### GIVEN RECORDS
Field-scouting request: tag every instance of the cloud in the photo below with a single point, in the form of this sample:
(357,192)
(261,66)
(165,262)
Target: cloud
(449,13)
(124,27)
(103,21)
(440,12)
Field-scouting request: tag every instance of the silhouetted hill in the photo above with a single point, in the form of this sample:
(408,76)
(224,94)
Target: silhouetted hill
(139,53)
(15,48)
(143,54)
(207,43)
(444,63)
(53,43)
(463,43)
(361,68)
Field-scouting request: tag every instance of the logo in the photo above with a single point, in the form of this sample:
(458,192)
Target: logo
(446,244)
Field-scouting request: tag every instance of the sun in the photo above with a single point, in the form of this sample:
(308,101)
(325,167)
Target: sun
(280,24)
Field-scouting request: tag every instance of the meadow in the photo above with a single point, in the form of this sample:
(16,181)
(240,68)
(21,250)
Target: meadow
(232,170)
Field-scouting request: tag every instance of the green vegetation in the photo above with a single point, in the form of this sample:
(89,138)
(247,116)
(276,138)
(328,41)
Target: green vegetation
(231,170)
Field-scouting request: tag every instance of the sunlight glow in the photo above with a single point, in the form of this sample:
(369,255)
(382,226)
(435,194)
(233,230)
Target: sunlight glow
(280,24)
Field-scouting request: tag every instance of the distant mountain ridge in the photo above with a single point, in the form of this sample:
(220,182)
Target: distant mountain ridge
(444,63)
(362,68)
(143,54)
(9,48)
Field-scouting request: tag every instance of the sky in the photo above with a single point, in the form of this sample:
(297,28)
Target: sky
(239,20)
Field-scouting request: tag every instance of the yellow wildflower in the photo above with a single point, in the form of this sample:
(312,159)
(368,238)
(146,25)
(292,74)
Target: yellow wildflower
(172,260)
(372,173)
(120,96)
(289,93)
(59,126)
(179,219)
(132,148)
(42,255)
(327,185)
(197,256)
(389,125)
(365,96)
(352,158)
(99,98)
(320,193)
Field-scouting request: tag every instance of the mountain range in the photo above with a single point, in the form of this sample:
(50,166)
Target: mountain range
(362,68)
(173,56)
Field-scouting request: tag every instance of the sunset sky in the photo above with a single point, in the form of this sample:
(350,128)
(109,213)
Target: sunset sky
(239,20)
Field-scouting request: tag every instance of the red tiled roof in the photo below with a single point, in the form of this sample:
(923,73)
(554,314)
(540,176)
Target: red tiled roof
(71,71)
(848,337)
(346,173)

### WRITTEN PROBLEM
Reproduce all of the items above line for line, changing nothing.

### OUTPUT OF THE EXERCISE
Field-scouting request: tag every instance of the cloud in the photo below with a single point, in the form of this sample:
(357,192)
(261,66)
(165,262)
Target: cloud
(449,13)
(124,27)
(103,21)
(440,12)
Field-scouting request: tag every instance of the silhouetted hill in the photo above with a single point, in the form of this sample:
(408,76)
(224,94)
Target: silhouetted hill
(139,53)
(15,48)
(143,54)
(207,43)
(444,63)
(53,43)
(463,43)
(361,68)
Field-scouting request: tag every instance of the logo in the photo above with a single point, in the form of this sample:
(458,192)
Target: logo
(446,244)
Field-scouting request: tag every instance of the sun in the photo above with a single point, in the form of this sample:
(308,101)
(325,167)
Target: sun
(280,24)
Field-scouting request: tag every instance of the meadow in the photo above with a single point, in the form of this sample:
(16,181)
(240,68)
(21,250)
Target: meadow
(232,170)
Field-scouting request: tag every instance of the green vegetation in the photo above with a single point, in the form of this sample:
(89,138)
(247,116)
(276,138)
(328,41)
Target: green vegetation
(231,170)
Field-scouting request: tag every instance of the sunlight glow in the photo above with a single point, in the form of this sample:
(369,255)
(382,226)
(435,194)
(233,230)
Target: sunlight glow
(280,24)
Field-scouting request: tag every instance of the distant mountain ridge in the photo above with a single point, in the form of this sample:
(220,182)
Target: distant mountain ridge
(444,63)
(362,68)
(143,54)
(9,48)
Field-scouting request: tag every instance of the sky in the photo above with a single point, in the form of this sample:
(297,28)
Target: sky
(239,20)
Field-scouting request: tag every instance of the yellow wildflower in the photo above with a single point, in the form of this sample:
(312,159)
(368,238)
(146,25)
(292,74)
Target: yellow wildflower
(172,260)
(372,173)
(120,96)
(289,93)
(59,126)
(179,219)
(132,148)
(42,255)
(327,185)
(197,256)
(389,125)
(365,96)
(352,158)
(99,98)
(320,193)
Field-scouting request: tag every instance of the mountain range in the photo above with a single point, in the form of this sample:
(50,166)
Target: mountain range
(362,68)
(173,56)
Field-scouting request: tag every instance of the sunset sky in the photo above with a single point, in the form of this sample:
(350,128)
(109,213)
Target: sunset sky
(239,20)
Field-scouting request: tag every instance of the red tiled roof in the photo below with a single point, in the form of this sample:
(923,73)
(554,314)
(540,176)
Target: red tiled roof
(71,71)
(848,337)
(346,173)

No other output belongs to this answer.